SELECTED EXTRACT

____

The "tax the poor" meme continues to lie low, refusing to come out and fight like a man.
For those just tuning in: The Nov. 20 Wall Street Journal carried an editorial arguing that poor people should pay more taxes. (The idea appears to have originated with Rep. Jim DeMint, a South Carolina Republican, though even he didn't stoop to calling people who earn $12,000 a year "lucky duckies," as the Journal did, because their income is taxed at only 4 percent.) Chatterbox wrote two (possibly superfluous) columns explaining why poor people shouldn't pay more taxes. (To read them, click here and here.) Former Attorney General Ed Meese hopped onto the tax-the-poor bandwagon in a Nov. 26 appearance on Fox News' Hannity & Colmes. The Bush administration lent a sympathetic ear. On Dec. 3, J.T. Young, deputy assistant secretary of the treasury, published a Washington Times op-ed that flirted with the tax-the-poor idea. At a Dec. 10 conference hosted by the American Enterprise Institute, Glenn Hubbard, chairman of the Bush White House's Council of Economic Advisers, said, "The increasing reliance on taxing higher-income households and targeted social preferences at lower incomes stands in the way of moving to a simpler, flatter tax system," which is bureaucratese for "Tax the poor!" At the same conference, Lawrence Lindsey, departing director of the White House's National Economic Council, invited the audience to think of the Social Security portion of the payroll tax as not being a tax at all, but rather something like a Christmas Club contribution. This bold reconceptualization could justify omitting the highly regressive payroll tax from any statistical analysis of how the income-tax burden is distributed among different income groups, which in turn could make it easier to justify raising taxes on the poor. Indeed, on Dec. 16 the Washington Post reported that the Treasury Department had already begun to massage the tax-distribution tables.

____

GIVEN ENTRIES
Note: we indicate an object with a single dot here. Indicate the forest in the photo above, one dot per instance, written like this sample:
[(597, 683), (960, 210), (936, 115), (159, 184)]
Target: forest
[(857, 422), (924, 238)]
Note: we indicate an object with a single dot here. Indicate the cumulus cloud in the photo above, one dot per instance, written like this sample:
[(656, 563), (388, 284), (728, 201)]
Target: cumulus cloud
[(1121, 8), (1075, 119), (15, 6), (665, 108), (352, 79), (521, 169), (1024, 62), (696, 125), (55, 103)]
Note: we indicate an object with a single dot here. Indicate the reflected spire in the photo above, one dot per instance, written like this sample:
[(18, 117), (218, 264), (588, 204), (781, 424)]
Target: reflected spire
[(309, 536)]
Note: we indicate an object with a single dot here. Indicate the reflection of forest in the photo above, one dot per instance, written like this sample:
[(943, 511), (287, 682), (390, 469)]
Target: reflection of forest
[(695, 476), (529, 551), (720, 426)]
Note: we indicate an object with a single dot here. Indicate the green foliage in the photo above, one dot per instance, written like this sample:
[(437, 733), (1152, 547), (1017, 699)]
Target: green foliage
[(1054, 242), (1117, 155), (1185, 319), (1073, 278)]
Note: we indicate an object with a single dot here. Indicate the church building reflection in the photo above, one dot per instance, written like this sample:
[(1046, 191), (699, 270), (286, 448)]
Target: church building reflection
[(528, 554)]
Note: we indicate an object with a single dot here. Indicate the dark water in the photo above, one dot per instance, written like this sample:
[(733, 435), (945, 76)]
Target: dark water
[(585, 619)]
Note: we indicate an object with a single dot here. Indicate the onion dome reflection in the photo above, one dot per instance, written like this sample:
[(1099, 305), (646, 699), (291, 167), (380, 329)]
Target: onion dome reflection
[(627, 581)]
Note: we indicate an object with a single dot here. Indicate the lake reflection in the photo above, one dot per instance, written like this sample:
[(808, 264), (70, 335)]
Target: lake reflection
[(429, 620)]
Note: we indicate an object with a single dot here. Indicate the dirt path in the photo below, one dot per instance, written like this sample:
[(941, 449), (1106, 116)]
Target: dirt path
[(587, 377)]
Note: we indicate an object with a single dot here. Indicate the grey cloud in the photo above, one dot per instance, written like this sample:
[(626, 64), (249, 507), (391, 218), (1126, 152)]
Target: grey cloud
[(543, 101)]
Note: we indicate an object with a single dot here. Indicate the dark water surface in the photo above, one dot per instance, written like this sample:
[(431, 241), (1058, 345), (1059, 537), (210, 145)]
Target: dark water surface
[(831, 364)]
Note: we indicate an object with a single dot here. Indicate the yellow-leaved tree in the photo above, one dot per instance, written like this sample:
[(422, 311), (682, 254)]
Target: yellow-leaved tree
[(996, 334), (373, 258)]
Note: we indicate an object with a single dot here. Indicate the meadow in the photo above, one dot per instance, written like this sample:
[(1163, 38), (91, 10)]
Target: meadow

____

TASK REQUIREMENTS
Carry on the column on the "tax the poor" idea, starting after its last sentence. The rows are separate material and have no connection to the column on taxing the poor.

RESULT
And then … silence. In unveiling its new proposed tax cut, the Bush administration has been loath to concede that it's tilted toward the rich, let alone that the White House harbors any long-term ambition to raise taxes on the poor. Instead of making poor people pay for the cuts, the plan is to grow the budget deficit. But in the Jan. 14 New York Times, Edmund Andrews shows where this may lead:
The most important question may well be the one that is most avoided: the likelihood that the tax cuts will create huge deficits for years to come, even as the nation girds for a costly war with Iraq and just a few years before the costs of Social Security and Medicare are due to escalate sharply because of the aging of the baby-boom generation.
If those costs end up being paid for by adding to payroll taxes—which are imposed at the same rate for rich and poor alike and then mostly capped when a person's income exceeds $87,000—the tax burden would shift dramatically onto the shoulders of middle-income workers.
Since all employed people pay the payroll tax, increasing it would also hammer the working poor. If it happens, look for the Bushies to argue that a payroll tax increase isn't a tax increase because, as Larry Lindsey has already explained, the payroll tax isn't a tax.